Resultado: o conflito interno sírio transbordou para os Estados vizinhos. Hoje são todos os equilíbrios políticos e até as próprias fronteiras da região que estão ameaçados. E é nesse contexto que o uso de armas químicas vira um precedente intolerável. Ninguém, e sobretudo os países do Oriente Médio, pode aceitar um conflito regional generalizado com armas de destruição de massa. Assad não tem condições de ganhar a guerra interna e a oposição está cada vez mais organizada. Com os bombardeios químicos na periferia de Damasco, dois dias depois de uma nova ofensiva do Exército Sírio Livre, ele está provavelmente testando a capacidade de reação dos vizinhos e das grandes potências ocidentais. Se tudo ficar como dantes no quartel de Abrantes, ele não hesitará mais em empregar gases tóxicos de maneira massiva.

Só que dessa vez vai ser difícil tapar o sol com uma peneira. Não fazer nada é sempre uma opção, cínica, porém, confortável. Mas de repente, fazer alguma coisa tem um custo menor do que lavar as mãos como Pôncio Pilatos. A questão é que a falta de uma intervenção nos últimos dois anos, transformou o problema interno sírio num drama regional e mundial envolvendo todos os grandes atores estratégicos do planeta.
Se as últimas declarações de Washington, Paris, Londres e Áncara podem ser levadas a sério, alguma ação de força contra o regime sírio está sendo preparada.

Bashar Al-Assad e seu aliado Vladimir Putin vão tentar ganhar tempo paralisando o Conselho de Segurança e alimentando o debate sobre a veracidade ou não do uso de gases, ou acusando a oposição de ser responsável pelo massacre. Portanto, diante do “niet” intransigente de Moscou, qualquer uso da força contra o regime de Damasco deverá ser deslanchada à revelia de um mandato da ONU. Já existe um precedente: a intervenção da OTAN nos conflitos dos Bálcãs. A Turquia, membro da Aliança poderia evocar a ameaça vital à sua segurança representada pelas armas químicas sírias.

» **Material listado**:
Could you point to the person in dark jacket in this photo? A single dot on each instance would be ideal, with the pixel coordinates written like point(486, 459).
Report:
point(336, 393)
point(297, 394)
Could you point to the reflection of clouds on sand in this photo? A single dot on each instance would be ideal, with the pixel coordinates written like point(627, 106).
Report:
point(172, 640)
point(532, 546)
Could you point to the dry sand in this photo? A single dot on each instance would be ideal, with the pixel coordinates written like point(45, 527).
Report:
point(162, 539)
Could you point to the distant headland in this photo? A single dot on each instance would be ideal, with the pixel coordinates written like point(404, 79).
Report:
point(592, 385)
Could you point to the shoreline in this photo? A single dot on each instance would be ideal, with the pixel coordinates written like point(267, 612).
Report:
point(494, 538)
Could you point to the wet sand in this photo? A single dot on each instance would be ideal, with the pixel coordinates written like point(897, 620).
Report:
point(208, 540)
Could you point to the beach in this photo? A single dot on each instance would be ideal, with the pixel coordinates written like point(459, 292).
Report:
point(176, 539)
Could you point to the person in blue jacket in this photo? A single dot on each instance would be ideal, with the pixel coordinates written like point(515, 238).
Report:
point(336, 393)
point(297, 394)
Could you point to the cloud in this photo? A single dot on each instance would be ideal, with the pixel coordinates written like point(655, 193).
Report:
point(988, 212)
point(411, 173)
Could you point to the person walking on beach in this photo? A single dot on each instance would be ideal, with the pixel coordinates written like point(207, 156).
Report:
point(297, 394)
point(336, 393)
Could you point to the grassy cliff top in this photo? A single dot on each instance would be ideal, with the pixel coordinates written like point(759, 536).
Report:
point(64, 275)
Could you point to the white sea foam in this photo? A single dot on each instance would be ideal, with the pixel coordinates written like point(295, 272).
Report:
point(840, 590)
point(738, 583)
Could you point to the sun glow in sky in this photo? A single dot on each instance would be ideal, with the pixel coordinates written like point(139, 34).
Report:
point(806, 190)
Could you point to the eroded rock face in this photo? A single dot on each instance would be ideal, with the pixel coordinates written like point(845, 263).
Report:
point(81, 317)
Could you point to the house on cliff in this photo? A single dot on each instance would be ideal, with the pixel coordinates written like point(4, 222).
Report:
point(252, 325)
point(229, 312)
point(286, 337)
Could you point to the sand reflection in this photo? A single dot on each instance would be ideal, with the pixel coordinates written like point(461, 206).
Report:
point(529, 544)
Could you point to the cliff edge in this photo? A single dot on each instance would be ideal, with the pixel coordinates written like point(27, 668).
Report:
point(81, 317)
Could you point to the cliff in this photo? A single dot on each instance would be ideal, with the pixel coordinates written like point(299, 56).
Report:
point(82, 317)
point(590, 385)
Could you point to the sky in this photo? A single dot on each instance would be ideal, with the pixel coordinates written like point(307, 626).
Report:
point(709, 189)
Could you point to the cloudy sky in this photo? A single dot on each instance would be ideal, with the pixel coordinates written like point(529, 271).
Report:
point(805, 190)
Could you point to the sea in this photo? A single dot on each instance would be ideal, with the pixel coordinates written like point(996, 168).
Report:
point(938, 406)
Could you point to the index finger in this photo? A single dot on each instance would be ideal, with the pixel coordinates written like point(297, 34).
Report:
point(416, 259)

» **Tarefas propostas**:
• A. Resuma em duas frases o trecho sobre a guerra na Síria.
• B. Escreva a continuação do trecho sobre a guerra na Síria a partir da última frase.

» **Respostas às tarefas**:
• A. O conflito interno sírio transbordou para os países vizinhos, e o uso de armas químicas por Assad, que provavelmente testa a capacidade de reação dos vizinhos e das potências ocidentais, tornou-se um precedente intolerável. As declarações recentes de potências ocidentais e da Turquia indicam que uma ação de força contra o regime está sendo preparada, e, diante da recusa intransigente de Moscou, ela deverá ocorrer sem mandato da ONU, como na intervenção da OTAN nos Bálcãs.

• B.
Só que, no Oriente Médio, uma intervenção puramente ocidental não teria nenhuma legitimidade política e o tiro poderia sair pela culatra. O presidente americano e seus aliados - britânico e francês- estão claramente tentando montar uma ampla coalizão de Estados para dar cobertura a uma intervenção. Com a derrocada da Irmandade Muçulmana no Egito a tarefa tornou-se mais factível. Os militares egípcios precisam manter boas relações com Washington para continuar recebendo a ajuda dos Estados Unidos. A Arábia Saudita, inimiga figadal da Irmandade e da aliança entre o Irã e Bachar, está aproveitando o momento para substituir os “Irmãos” e o Qatar como maior fonte de apoio à oposição síria não radical.

Os pequenos emirados do Golfo que apoiavam a Irmandade e que também sempre foram hostis ao governo de Damasco também vão ter que mostrar que podem se adaptar aos novos tempos. O governo islamista turco aparece como o maior defensor de uma ação de força contra Assad, inclusive sem o aval da ONU. A Jordânia já está emprestando o seu território para o treinamento do Exército Sírio Livre.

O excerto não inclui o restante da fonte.